Seit Jahren gibt es Diskussionen darüber, den Verkehrsraum auf der Ost-West-Achse hinter dem Hauptbahnhof neu aufzuteilen. Durch Corona und sogenannte Pop-Up-Radwege hatte diese Diskussion neue Fahrt bekommen. Doch die Stadt lehnte diese Provisorien ab. Nun legt Planungsdezernent Ludger Wilde einen „großen Wurf“ vor – er sieht neben einem Verkehrsgutachten einen fast zwei Millionen Euro teuren Umbau vor.
Nach mehr als vier Jahren setzen die Planer eine Forderung der Nordstadt-BV um
Der Straßenzug Treibstraße / Grüne Straße / Steinstraße / Heiligegartenstraße / Jägerstraße / Gronaustraße spielt nach Aussage von Ludger Wilde in der Radverkehrsstrategie der Stadt Dortmund eine besondere Rolle: In dem gerade fertiggestellten Entwurf des Zielnetzes für den Radverkehr, der in der zweiten Jahreshälfte 2021 als Teil des Masterplans Mobilität in die politische Beratung gehen soll, ist diese Ost-West-Verbindung als Hauptroute ausgewiesen. ___STEADY_PAYWALL___
Mit angelagerten Nutzungen wie Hauptpost, Arbeitsagentur, Hauptbahnhof, Jobcenter oder Musikschule erzeugt sie viele sogenannte „Quell- und Zielbeziehungen“. Als innerstädtische Tangente mit einer Ausdehnung von etwa zwei Kilometern ist sie aber auch wichtig zur schnellen Überbrückung mittlerer Distanzen im Radverkehr. Zusammen mit den parallel in der Entwurfsplanung befindlichen Straßen Heiliger Weg und Saarlandstraße werden wichtige Abschnitte eines Tangentenvierecks um die City herum fahrradgerecht umgestaltet.

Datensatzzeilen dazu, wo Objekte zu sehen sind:
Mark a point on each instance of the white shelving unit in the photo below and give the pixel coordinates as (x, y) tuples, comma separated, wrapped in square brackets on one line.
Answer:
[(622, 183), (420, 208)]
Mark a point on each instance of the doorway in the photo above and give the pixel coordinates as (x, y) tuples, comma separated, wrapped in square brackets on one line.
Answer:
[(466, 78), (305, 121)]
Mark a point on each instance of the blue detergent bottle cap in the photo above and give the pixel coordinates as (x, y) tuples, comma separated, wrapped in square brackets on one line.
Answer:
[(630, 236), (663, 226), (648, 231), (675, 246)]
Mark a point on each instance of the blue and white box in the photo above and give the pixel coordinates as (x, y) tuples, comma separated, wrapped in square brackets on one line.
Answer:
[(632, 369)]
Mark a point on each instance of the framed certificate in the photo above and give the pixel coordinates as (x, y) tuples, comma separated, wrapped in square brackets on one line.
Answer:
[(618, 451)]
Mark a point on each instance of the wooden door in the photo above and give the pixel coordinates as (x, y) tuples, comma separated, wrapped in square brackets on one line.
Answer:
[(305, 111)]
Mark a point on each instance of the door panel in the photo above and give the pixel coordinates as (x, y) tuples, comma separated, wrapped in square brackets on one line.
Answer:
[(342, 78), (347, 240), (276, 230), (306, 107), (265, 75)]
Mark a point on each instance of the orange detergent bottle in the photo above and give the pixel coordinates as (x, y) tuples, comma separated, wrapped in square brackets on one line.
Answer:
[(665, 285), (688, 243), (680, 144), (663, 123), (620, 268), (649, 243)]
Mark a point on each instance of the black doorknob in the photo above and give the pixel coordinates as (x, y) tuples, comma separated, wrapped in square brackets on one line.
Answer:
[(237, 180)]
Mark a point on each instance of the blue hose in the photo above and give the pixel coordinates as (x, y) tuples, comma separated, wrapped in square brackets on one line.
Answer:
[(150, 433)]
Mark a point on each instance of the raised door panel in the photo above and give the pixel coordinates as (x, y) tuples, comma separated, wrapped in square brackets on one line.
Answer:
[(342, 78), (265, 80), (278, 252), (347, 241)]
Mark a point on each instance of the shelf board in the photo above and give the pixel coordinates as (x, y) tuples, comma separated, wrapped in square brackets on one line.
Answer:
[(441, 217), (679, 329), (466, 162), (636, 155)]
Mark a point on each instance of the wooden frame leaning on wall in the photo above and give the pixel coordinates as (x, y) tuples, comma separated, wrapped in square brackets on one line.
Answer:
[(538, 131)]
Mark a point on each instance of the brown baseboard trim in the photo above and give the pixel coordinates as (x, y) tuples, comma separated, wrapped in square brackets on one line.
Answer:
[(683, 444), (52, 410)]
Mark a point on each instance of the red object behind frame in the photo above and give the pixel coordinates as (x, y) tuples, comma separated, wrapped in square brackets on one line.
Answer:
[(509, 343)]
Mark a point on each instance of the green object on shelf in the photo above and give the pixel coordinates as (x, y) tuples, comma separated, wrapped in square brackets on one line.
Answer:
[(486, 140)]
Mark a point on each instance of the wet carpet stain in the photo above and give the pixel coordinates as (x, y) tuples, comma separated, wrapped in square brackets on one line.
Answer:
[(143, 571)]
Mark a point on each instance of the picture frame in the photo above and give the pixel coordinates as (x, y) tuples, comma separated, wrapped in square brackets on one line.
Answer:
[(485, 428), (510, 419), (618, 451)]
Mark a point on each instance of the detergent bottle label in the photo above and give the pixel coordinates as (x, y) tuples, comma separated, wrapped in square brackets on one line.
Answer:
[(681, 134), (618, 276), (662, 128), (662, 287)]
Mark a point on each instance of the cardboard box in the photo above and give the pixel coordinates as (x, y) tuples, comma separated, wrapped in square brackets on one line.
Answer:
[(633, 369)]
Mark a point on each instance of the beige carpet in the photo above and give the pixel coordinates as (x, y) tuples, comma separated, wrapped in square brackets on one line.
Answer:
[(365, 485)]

Zu lösende Aufgaben:
1 > Prüfen Sie, ob die folgenden Aussagen zum bereitgestellten Text stimmen, und belegen Sie jede Antwort mit einem wörtlichen Zitat: (a) Die Stadt hat die Pop-Up-Radwege als Provisorien eingerichtet. (b) Der vorgelegte Umbau kostet fast zwei Millionen Euro. (c) Die innerstädtische Tangente hat eine Ausdehnung von etwa fünf Kilometern.
2 > Wann soll der Entwurf des Zielnetzes für den Radverkehr laut dem bereitgestellten Text in die politische Beratung gehen?
3 > Geben Sie den bereitgestellten Text von "Seit Jahren gibt" bis einschließlich "teuren Umbau vor." wortgetreu wieder.

Lösungen je Aufgabe:
1 >
(a) Nein: „Doch die Stadt lehnte diese Provisorien ab.“
(b) Ja: „einen fast zwei Millionen Euro teuren Umbau“
(c) Nein: „mit einer Ausdehnung von etwa zwei Kilometern“

2 > In der zweiten Jahreshälfte 2021, als Teil des Masterplans Mobilität.

3 >
Seit Jahren gibt es Diskussionen darüber, den Verkehrsraum auf der Ost-West-Achse hinter dem Hauptbahnhof neu aufzuteilen. Durch Corona und sogenannte Pop-Up-Radwege hatte diese Diskussion neue Fahrt bekommen. Doch die Stadt lehnte diese Provisorien ab. Nun legt Planungsdezernent Ludger Wilde einen „großen Wurf“ vor – er sieht neben einem Verkehrsgutachten einen fast zwei Millionen Euro teuren Umbau vor.